• TASKS TO COMPLETE:
(a) Can you reproduce the entire favorite-books post word for word?
(b) Can you output the stretch of the records from their start through the line containing "67), (252, 115)]" as a Markdown table with columns Row and Line, skipping blank lines and leaving out the pictures?

BEGIN SOURCE PASSAGE

My Favorite Books (Of 2013)

New Year's Fireworks
2014 is coming!

Hi everybody!

I’m a little late with this, aren’t I?

Actually, more like mammothly late, but I suppose I’m nothing if not a chronic procrastinator. And generally lazy. It’ll probably say that on my headstone. (Just kidding. I’m immortal, duh. It would also say that I spend too much time joking at the beginnings of blog posts.)

But, here it is! These are some of the books I read this year that I really, really loved. It’s probably a little late to get them as presents (>looks sheepish<), but if you fancy a trip to the library while you’re on vacation, then by all means. . .

Here we go!

Eleanor & Park by Rainbow Rowell

Why yes, we are starting with the obvious!

END SOURCE PASSAGE
BEGIN LISTED ENTRIES

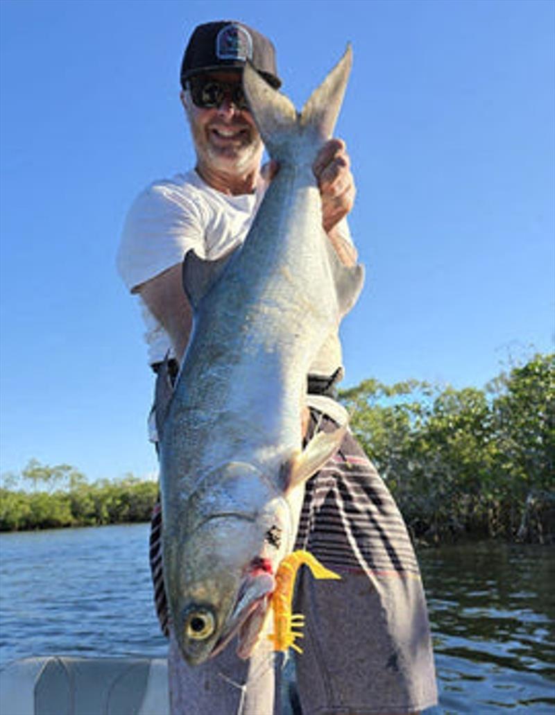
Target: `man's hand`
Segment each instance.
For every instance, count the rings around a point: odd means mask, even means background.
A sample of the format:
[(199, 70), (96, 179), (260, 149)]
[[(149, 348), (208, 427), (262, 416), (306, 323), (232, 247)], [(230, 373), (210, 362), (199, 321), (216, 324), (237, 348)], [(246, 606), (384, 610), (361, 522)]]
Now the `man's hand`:
[[(262, 178), (270, 182), (278, 173), (279, 164), (271, 159), (262, 168)], [(330, 139), (318, 152), (313, 171), (322, 197), (322, 225), (345, 265), (356, 263), (357, 252), (352, 243), (345, 240), (336, 229), (355, 203), (355, 179), (350, 172), (350, 160), (340, 139)]]
[(322, 197), (322, 223), (329, 233), (355, 203), (355, 179), (345, 142), (340, 139), (326, 142), (316, 156), (313, 171)]

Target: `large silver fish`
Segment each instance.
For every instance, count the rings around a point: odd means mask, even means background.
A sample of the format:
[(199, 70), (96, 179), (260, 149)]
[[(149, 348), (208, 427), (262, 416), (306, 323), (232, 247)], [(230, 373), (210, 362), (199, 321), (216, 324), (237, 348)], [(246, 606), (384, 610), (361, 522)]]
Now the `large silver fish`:
[(280, 170), (240, 249), (184, 263), (194, 327), (162, 429), (160, 479), (165, 588), (190, 664), (237, 633), (239, 654), (251, 653), (277, 566), (293, 548), (304, 483), (345, 428), (303, 450), (309, 368), (363, 281), (322, 229), (311, 169), (350, 64), (348, 48), (300, 114), (245, 67), (252, 115)]

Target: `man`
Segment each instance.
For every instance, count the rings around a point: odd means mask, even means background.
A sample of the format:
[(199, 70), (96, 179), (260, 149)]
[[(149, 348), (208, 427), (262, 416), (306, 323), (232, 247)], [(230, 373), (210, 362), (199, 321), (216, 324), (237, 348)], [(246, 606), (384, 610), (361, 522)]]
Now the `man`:
[[(124, 230), (119, 267), (132, 292), (139, 295), (149, 361), (157, 373), (169, 350), (175, 377), (189, 340), (191, 308), (182, 286), (185, 254), (192, 249), (215, 260), (240, 245), (279, 171), (272, 163), (260, 167), (263, 146), (241, 84), (247, 59), (270, 85), (280, 86), (273, 46), (260, 33), (232, 21), (195, 30), (181, 70), (195, 170), (157, 182), (141, 194)], [(340, 259), (353, 265), (356, 250), (345, 217), (355, 186), (343, 142), (328, 142), (313, 168), (323, 229)], [(334, 386), (342, 374), (338, 337), (332, 336), (308, 375), (305, 434), (334, 428), (334, 416), (342, 410), (333, 399)], [(160, 383), (159, 378), (159, 414)], [(263, 649), (247, 663), (233, 646), (195, 668), (181, 659), (167, 623), (161, 528), (158, 511), (151, 565), (159, 616), (170, 636), (172, 712), (235, 715), (240, 709), (243, 715), (277, 715), (274, 659)], [(334, 589), (308, 574), (300, 576), (295, 610), (307, 618), (305, 654), (297, 665), (303, 713), (400, 713), (433, 704), (433, 665), (418, 565), (391, 495), (350, 435), (308, 483), (297, 548), (312, 551), (342, 577), (341, 588)]]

END LISTED ENTRIES

• ANSWERS BELOW:
(a)
My Favorite Books (Of 2013)

New Year's Fireworks
2014 is coming!

Hi everybody!

I’m a little late with this, aren’t I?

Actually, more like mammothly late, but I suppose I’m nothing if not a chronic procrastinator. And generally lazy. It’ll probably say that on my headstone. (Just kidding. I’m immortal, duh. It would also say that I spend too much time joking at the beginnings of blog posts.)

But, here it is! These are some of the books I read this year that I really, really loved. It’s probably a little late to get them as presents (>looks sheepish<), but if you fancy a trip to the library while you’re on vacation, then by all means. . .

Here we go!

Eleanor & Park by Rainbow Rowell

Why yes, we are starting with the obvious!

(b)
| Row | Line |
|---|---|
| 1 | Target: `man's hand` |
| 2 | Segment each instance. |
| 3 | For every instance, count the rings around a point: odd means mask, even means background. |
| 4 | A sample of the format: |
| 5 | [(199, 70), (96, 179), (260, 149)] |
| 6 | [[(149, 348), (208, 427), (262, 416), (306, 323), (232, 247)], [(230, 373), (210, 362), (199, 321), (216, 324), (237, 348)], [(246, 606), (384, 610), (361, 522)]] |
| 7 | Now the `man's hand`: |
| 8 | [[(262, 178), (270, 182), (278, 173), (279, 164), (271, 159), (262, 168)], [(330, 139), (318, 152), (313, 171), (322, 197), (322, 225), (345, 265), (356, 263), (357, 252), (352, 243), (345, 240), (336, 229), (355, 203), (355, 179), (350, 172), (350, 160), (340, 139)]] |
| 9 | [(322, 197), (322, 223), (329, 233), (355, 203), (355, 179), (345, 142), (340, 139), (326, 142), (316, 156), (313, 171)] |
| 10 | Target: `large silver fish` |
| 11 | Segment each instance. |
| 12 | For every instance, count the rings around a point: odd means mask, even means background. |
| 13 | A sample of the format: |
| 14 | [(199, 70), (96, 179), (260, 149)] |
| 15 | [[(149, 348), (208, 427), (262, 416), (306, 323), (232, 247)], [(230, 373), (210, 362), (199, 321), (216, 324), (237, 348)], [(246, 606), (384, 610), (361, 522)]] |
| 16 | Now the `large silver fish`: |
| 17 | [(280, 170), (240, 249), (184, 263), (194, 327), (162, 429), (160, 479), (165, 588), (190, 664), (237, 633), (239, 654), (251, 653), (277, 566), (293, 548), (304, 483), (345, 428), (303, 450), (309, 368), (363, 281), (322, 229), (311, 169), (350, 64), (348, 48), (300, 114), (245, 67), (252, 115)] |